MATERIAL SUPPLIED →
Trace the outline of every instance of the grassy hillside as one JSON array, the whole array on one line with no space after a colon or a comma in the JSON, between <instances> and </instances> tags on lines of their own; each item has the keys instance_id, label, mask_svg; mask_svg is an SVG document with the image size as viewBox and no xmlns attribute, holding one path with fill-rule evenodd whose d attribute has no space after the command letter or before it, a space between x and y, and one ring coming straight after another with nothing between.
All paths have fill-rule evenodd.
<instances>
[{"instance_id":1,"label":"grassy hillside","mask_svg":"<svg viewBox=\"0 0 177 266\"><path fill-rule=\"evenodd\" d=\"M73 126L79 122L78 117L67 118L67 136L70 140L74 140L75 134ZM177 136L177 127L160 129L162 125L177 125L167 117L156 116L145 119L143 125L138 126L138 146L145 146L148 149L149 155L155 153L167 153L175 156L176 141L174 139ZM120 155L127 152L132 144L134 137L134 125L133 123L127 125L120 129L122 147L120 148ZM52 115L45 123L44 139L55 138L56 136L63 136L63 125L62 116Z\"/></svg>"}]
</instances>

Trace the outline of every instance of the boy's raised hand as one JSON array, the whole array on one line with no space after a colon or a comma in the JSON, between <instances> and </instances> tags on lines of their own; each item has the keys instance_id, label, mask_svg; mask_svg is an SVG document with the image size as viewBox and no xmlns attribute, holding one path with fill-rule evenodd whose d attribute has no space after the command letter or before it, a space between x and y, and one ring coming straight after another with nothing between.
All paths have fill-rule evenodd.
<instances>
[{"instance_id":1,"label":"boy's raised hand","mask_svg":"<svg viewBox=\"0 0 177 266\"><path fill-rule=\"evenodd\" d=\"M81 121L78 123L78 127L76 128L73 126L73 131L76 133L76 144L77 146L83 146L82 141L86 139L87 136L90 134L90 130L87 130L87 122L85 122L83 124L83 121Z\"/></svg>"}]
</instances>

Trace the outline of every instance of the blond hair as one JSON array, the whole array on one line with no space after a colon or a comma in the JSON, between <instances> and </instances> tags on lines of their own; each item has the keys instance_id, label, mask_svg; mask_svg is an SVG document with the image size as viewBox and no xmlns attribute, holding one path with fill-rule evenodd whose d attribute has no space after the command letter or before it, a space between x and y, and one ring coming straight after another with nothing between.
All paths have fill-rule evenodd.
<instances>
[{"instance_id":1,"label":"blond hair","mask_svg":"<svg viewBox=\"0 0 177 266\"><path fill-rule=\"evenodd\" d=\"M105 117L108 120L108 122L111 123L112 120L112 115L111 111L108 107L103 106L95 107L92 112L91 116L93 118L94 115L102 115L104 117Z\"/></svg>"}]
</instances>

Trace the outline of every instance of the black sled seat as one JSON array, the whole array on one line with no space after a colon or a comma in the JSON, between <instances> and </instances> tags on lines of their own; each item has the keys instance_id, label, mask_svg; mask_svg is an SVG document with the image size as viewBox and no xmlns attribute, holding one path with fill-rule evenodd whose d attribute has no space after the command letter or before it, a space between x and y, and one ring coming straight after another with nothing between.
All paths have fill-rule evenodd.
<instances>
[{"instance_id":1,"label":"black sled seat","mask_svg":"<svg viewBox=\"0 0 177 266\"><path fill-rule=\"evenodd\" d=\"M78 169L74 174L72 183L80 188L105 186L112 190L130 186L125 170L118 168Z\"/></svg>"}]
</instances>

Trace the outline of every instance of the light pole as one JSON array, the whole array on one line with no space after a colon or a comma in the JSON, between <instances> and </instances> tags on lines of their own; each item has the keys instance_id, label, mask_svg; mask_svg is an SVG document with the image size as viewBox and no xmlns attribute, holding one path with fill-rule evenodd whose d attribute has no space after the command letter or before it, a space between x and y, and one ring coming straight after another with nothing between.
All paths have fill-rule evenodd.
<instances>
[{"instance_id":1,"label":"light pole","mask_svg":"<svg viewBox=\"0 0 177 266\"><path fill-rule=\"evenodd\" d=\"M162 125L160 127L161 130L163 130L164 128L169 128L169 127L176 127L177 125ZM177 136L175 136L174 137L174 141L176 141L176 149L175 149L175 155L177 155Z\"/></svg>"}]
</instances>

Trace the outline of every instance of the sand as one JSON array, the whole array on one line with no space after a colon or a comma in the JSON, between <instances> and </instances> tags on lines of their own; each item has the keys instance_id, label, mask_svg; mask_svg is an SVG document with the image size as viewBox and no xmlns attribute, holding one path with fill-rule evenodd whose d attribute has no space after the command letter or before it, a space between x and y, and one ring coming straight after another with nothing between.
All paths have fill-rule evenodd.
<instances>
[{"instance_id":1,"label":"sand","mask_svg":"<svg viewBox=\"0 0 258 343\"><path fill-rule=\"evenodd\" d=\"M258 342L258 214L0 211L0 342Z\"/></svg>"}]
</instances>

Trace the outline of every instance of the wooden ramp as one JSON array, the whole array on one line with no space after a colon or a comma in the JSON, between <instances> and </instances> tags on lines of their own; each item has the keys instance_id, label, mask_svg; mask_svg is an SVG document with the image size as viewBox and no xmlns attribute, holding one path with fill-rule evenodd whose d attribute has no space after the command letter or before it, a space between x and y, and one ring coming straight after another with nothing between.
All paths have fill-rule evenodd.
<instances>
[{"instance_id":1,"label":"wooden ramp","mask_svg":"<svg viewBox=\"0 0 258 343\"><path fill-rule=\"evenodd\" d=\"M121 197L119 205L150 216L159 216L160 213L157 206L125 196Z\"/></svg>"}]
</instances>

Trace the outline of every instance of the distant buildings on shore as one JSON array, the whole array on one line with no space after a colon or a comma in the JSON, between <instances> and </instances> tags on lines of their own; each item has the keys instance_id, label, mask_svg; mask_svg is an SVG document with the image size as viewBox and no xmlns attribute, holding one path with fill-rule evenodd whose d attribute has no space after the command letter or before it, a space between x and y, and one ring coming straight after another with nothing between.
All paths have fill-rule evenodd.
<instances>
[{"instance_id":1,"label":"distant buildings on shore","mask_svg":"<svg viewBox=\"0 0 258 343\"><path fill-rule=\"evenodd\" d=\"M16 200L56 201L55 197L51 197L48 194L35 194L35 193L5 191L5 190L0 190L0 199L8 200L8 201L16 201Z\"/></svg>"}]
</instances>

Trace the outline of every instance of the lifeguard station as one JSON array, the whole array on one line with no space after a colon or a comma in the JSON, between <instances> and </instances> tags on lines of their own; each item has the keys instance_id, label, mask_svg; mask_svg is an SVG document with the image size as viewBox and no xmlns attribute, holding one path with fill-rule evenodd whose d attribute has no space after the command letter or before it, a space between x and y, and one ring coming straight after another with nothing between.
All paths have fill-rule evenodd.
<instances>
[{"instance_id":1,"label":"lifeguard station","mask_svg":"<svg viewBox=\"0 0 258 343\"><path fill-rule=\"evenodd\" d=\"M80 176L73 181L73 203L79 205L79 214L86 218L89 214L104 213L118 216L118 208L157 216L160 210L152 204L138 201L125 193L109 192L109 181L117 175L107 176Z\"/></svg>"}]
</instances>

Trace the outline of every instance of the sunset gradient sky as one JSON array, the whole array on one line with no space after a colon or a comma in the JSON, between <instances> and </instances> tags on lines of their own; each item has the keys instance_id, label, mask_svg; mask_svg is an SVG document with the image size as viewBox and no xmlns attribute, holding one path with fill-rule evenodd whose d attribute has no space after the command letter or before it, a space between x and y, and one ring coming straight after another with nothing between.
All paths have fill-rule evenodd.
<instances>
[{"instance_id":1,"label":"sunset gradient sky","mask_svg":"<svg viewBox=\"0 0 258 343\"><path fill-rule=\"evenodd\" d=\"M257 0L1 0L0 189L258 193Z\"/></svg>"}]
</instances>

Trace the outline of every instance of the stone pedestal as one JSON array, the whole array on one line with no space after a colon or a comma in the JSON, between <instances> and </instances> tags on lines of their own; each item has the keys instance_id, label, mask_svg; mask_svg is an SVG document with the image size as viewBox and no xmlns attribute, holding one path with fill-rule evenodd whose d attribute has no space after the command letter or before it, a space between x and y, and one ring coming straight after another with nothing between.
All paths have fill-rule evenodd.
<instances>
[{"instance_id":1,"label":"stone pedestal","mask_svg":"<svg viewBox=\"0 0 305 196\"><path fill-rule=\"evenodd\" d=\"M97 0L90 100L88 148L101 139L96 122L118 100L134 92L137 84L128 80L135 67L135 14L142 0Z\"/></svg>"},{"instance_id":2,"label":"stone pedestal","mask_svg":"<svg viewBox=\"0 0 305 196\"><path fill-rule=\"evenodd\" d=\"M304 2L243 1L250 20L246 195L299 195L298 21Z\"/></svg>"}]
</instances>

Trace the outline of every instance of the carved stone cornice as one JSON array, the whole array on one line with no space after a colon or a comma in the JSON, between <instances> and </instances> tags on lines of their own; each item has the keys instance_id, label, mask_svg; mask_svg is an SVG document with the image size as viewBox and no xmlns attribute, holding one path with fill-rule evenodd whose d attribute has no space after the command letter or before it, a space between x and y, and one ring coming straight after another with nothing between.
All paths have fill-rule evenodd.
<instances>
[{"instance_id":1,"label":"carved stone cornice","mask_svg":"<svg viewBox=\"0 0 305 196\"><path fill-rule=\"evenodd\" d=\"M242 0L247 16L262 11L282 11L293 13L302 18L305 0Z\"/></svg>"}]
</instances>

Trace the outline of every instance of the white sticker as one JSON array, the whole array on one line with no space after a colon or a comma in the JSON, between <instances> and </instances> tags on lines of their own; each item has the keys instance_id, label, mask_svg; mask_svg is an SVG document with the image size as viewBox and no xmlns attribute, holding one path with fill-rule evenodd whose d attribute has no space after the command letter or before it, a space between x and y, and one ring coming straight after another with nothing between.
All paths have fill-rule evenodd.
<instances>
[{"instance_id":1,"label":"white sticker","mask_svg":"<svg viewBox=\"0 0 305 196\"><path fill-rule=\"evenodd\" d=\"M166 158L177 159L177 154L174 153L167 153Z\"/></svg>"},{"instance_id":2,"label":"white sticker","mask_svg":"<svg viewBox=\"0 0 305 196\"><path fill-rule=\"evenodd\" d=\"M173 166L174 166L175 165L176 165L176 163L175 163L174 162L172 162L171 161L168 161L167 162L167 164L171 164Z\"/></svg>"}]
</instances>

REQUEST → Report each line in the entries above that contains the word "pedestal", copying every such line in full.

WRITTEN REPLY →
Trace the outline of every instance of the stone pedestal as one JSON array, the whole array on one line with no space after a colon or a comma in the JSON, between <instances> and </instances> tags on lines of their own; each item has the keys instance_id, label, mask_svg; mask_svg is an SVG document with the image size as viewBox and no xmlns attribute, holding one path with fill-rule evenodd whose d attribute has no space after the command letter or before it, a space between x and y, and one ring coming straight after another with nothing between.
[{"instance_id":1,"label":"stone pedestal","mask_svg":"<svg viewBox=\"0 0 305 196\"><path fill-rule=\"evenodd\" d=\"M97 0L90 100L88 148L101 139L96 122L118 100L134 92L137 84L128 80L135 67L135 14L142 0Z\"/></svg>"},{"instance_id":2,"label":"stone pedestal","mask_svg":"<svg viewBox=\"0 0 305 196\"><path fill-rule=\"evenodd\" d=\"M304 2L243 1L250 20L246 195L299 195L298 21Z\"/></svg>"}]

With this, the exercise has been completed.